Swap "red running track" for "blue running track" in the lines from the first one through the line that has "203L165 196L164 195L144", including both, and give back only those lines with nothing else changed.
══ Data ══
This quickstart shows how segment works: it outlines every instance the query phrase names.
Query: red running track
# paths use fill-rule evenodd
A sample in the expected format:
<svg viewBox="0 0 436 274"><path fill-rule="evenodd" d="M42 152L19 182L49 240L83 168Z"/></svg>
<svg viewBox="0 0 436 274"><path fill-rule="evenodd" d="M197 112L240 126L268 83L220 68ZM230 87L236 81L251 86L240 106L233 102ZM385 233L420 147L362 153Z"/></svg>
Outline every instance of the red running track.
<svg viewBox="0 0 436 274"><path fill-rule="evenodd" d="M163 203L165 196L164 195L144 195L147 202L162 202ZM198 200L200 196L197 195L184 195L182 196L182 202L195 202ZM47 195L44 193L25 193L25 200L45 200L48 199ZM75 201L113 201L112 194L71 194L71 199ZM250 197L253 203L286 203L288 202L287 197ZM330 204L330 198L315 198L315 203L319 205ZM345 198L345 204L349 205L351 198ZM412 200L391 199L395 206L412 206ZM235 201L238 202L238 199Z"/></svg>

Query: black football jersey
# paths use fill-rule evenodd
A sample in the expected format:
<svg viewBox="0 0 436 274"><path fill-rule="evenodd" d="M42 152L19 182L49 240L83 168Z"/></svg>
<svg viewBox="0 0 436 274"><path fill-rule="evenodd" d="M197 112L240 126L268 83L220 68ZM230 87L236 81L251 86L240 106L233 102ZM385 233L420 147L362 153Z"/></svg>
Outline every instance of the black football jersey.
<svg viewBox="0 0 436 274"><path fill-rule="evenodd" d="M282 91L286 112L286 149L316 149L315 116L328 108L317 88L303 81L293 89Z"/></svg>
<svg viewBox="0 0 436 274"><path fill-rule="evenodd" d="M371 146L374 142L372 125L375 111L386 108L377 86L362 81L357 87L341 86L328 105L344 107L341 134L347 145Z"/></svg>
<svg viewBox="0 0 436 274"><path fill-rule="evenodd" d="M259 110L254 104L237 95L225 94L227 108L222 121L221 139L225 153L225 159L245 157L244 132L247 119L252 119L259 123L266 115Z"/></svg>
═══
> Exercise result
This quickstart shows how segment works: it outlines every instance the query phrase names.
Query: blue running track
# paths use fill-rule evenodd
A sample in the expected format:
<svg viewBox="0 0 436 274"><path fill-rule="evenodd" d="M42 152L19 182L49 240L83 168Z"/></svg>
<svg viewBox="0 0 436 274"><path fill-rule="evenodd" d="M197 112L240 126L268 83L220 68ZM230 87L236 81L251 86L240 106L233 102ZM385 233L420 147L362 153Z"/></svg>
Outline every instance of the blue running track.
<svg viewBox="0 0 436 274"><path fill-rule="evenodd" d="M163 203L165 196L164 195L144 195L147 202L162 202ZM198 200L200 196L197 195L184 195L182 196L182 202L195 202ZM47 195L44 193L25 193L25 200L45 200L48 199ZM75 201L113 201L112 194L71 194L71 199ZM250 197L253 203L286 203L288 202L287 197ZM330 204L330 198L315 198L315 203L319 205ZM345 198L345 204L349 205L351 198ZM412 200L391 199L395 206L412 206ZM235 201L238 202L238 199Z"/></svg>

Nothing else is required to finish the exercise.